*PROBLEM DETAILS*
Recast all of the data below as a JSON list of strings, with one string per line and no entries for blank lines. Leave the pictures out of the answer.

*INFORMATION GIVEN*
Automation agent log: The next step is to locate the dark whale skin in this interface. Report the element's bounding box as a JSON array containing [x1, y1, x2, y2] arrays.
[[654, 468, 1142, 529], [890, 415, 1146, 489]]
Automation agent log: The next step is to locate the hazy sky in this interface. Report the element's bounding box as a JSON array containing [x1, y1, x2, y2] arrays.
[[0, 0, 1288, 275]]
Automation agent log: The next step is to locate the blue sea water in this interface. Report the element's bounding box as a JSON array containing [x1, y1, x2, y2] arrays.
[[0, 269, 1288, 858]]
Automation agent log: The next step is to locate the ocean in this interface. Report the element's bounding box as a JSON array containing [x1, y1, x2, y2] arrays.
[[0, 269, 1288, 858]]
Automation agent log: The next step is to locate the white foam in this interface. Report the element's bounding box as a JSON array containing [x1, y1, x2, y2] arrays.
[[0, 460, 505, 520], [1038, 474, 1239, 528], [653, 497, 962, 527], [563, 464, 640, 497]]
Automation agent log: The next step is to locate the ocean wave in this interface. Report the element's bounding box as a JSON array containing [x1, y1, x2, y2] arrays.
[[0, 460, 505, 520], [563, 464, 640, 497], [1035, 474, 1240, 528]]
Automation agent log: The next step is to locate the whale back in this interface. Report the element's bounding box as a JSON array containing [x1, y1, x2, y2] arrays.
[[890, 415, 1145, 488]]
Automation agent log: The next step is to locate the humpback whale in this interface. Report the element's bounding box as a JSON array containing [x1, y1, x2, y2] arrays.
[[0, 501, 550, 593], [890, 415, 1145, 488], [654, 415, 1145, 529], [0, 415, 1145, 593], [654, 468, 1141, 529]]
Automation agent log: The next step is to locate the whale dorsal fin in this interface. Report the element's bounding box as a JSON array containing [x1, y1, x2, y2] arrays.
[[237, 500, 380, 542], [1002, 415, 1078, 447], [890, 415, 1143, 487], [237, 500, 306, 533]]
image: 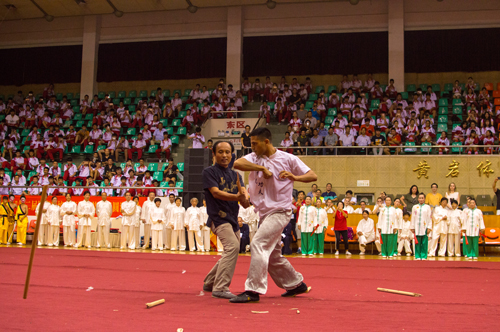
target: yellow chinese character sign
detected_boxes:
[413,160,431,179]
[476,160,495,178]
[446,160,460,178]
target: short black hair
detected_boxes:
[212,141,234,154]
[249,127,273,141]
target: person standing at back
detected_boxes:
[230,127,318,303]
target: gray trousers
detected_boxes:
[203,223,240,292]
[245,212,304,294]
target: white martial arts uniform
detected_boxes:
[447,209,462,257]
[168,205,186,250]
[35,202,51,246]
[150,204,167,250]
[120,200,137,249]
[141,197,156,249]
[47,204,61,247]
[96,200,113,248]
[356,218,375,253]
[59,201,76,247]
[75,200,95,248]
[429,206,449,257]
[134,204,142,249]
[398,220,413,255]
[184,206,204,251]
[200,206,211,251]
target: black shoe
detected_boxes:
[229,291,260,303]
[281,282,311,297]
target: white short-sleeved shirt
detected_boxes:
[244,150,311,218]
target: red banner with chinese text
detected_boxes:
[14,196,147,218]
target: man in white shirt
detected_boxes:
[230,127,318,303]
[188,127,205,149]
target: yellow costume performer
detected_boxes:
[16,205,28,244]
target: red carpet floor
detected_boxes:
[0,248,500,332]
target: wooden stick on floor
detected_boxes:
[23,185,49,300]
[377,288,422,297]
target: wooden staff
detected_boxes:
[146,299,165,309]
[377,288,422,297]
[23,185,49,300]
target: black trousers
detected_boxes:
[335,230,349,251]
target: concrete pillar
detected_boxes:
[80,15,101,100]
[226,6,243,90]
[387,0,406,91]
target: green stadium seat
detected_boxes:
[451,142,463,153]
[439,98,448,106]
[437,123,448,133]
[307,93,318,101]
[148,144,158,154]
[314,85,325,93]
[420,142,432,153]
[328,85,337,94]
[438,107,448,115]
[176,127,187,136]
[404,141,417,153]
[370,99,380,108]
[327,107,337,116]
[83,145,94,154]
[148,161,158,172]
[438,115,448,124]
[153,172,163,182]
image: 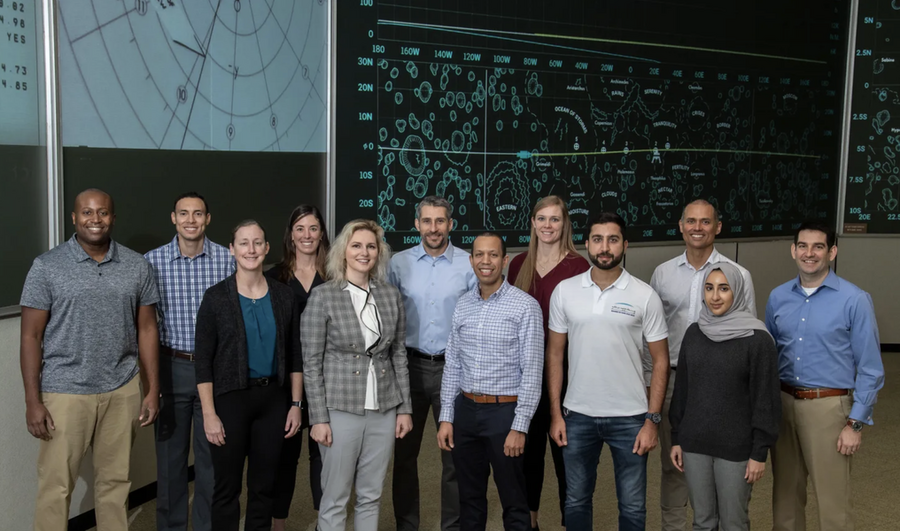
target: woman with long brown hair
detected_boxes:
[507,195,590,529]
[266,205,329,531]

*EXERCISE ANSWER*
[
  "Automation agent log: The next step is to locate the dark whale skin in this interface. Report the element's bounding box as a JSON array containing [x1, y1, x2, y2] arrays.",
  "[[654, 468, 1142, 529], [890, 415, 1146, 489]]",
  "Automation agent log: The next step is to locate the hazy sky in this interface. Report the element's bounding box as a JSON array containing [x1, y1, x2, y2] arrays.",
  "[[0, 0, 1288, 275]]",
  "Automation agent log: The next step is to locate the blue sea water in this interface. Report the element's bounding box as a JSON array containing [x1, y1, x2, y2] arrays.",
  "[[0, 269, 1288, 858]]",
  "Automation agent log: The next step is to locate the ocean in this interface. Report the element's bounding box as a JSON array containing [x1, y1, x2, y2] arrays.",
  "[[0, 269, 1288, 858]]",
  "Automation agent log: The next step is to locate the white foam in this interface. Report the element's bounding box as a JSON array containing [x1, y1, x2, y2] arrays.",
  "[[0, 460, 505, 520], [1038, 474, 1239, 528], [653, 497, 962, 527], [563, 464, 640, 497]]",
  "Automation agent log: The next step is to locate the ocean wave in this interface. Report the element's bounding box as a JSON array containing [x1, y1, x2, y2] arrays.",
  "[[0, 460, 505, 520], [563, 464, 640, 497], [1035, 474, 1240, 528]]",
  "Automation agent log: The next step is to locate the whale back in this interface. Report the element's bounding box as a JSON array containing [x1, y1, x2, y2] arrays.",
  "[[890, 415, 1145, 488]]",
  "Automation agent log: The next step is to locate the humpback whale in this interface. Report the element's bounding box as a JSON array containing [x1, y1, x2, y2] arrays.",
  "[[0, 501, 550, 593], [890, 415, 1145, 488], [654, 415, 1145, 529], [0, 415, 1145, 593], [654, 468, 1141, 529]]",
  "Automation agent log: The next step is to locate the whale dorsal fin in this interface. Report the element's bounding box as a JSON array containing [x1, y1, x2, y2] arrays.",
  "[[237, 500, 380, 542], [1002, 415, 1078, 447], [890, 415, 1143, 487], [237, 500, 306, 533]]",
  "image: ",
  "target: yellow chinese character sign",
  "detected_boxes:",
  "[413,160,431,179]",
  "[476,160,495,178]",
  "[446,160,460,178]",
  "target: short black hair",
  "detected_boxes:",
  "[212,141,234,154]",
  "[249,127,273,141]",
  "target: person standing at back",
  "detected_boxes:",
  "[230,127,318,303]",
  "target: gray trousers",
  "detected_boxes:",
  "[203,223,240,292]",
  "[245,212,304,294]",
  "target: white martial arts uniform",
  "detected_boxes:",
  "[447,209,462,257]",
  "[168,205,186,250]",
  "[35,202,51,246]",
  "[150,204,167,250]",
  "[120,200,137,249]",
  "[141,197,156,249]",
  "[47,204,61,247]",
  "[96,200,113,248]",
  "[356,218,375,253]",
  "[59,201,76,247]",
  "[75,200,95,248]",
  "[429,206,449,257]",
  "[134,204,142,249]",
  "[398,220,413,255]",
  "[184,206,204,251]",
  "[200,206,211,251]",
  "target: black shoe",
  "detected_boxes:",
  "[229,291,260,303]",
  "[281,282,311,297]",
  "target: white short-sleeved shirt",
  "detected_boxes:",
  "[244,150,311,218]",
  "target: red banner with chinese text",
  "detected_boxes:",
  "[14,196,147,218]",
  "target: man in white shirt",
  "detected_boxes:",
  "[230,127,318,303]",
  "[188,127,205,149]",
  "target: yellow costume performer",
  "detected_boxes:",
  "[16,205,28,244]",
  "target: red carpet floor",
  "detected_boxes:",
  "[0,248,500,332]",
  "target: wooden stick on floor",
  "detected_boxes:",
  "[23,185,49,300]",
  "[377,288,422,297]",
  "target: wooden staff",
  "detected_boxes:",
  "[146,299,165,309]",
  "[377,288,422,297]",
  "[23,185,49,300]",
  "target: black trousers",
  "detected_boxes:",
  "[335,230,349,251]",
  "target: concrete pillar",
  "detected_boxes:",
  "[80,15,101,100]",
  "[226,6,243,90]",
  "[387,0,406,91]",
  "target: green stadium seat",
  "detected_boxes:",
  "[451,142,463,153]",
  "[439,98,448,106]",
  "[437,123,448,133]",
  "[307,93,318,101]",
  "[148,144,158,154]",
  "[314,85,325,93]",
  "[420,142,432,153]",
  "[328,85,337,94]",
  "[438,107,448,115]",
  "[176,127,187,136]",
  "[404,141,417,153]",
  "[370,99,380,108]",
  "[327,107,337,116]",
  "[83,145,94,154]",
  "[148,161,158,172]",
  "[438,115,448,124]",
  "[153,172,163,182]",
  "image: ",
  "target: woman with long brown hair",
  "detected_boxes:",
  "[507,195,590,529]",
  "[266,205,329,531]"
]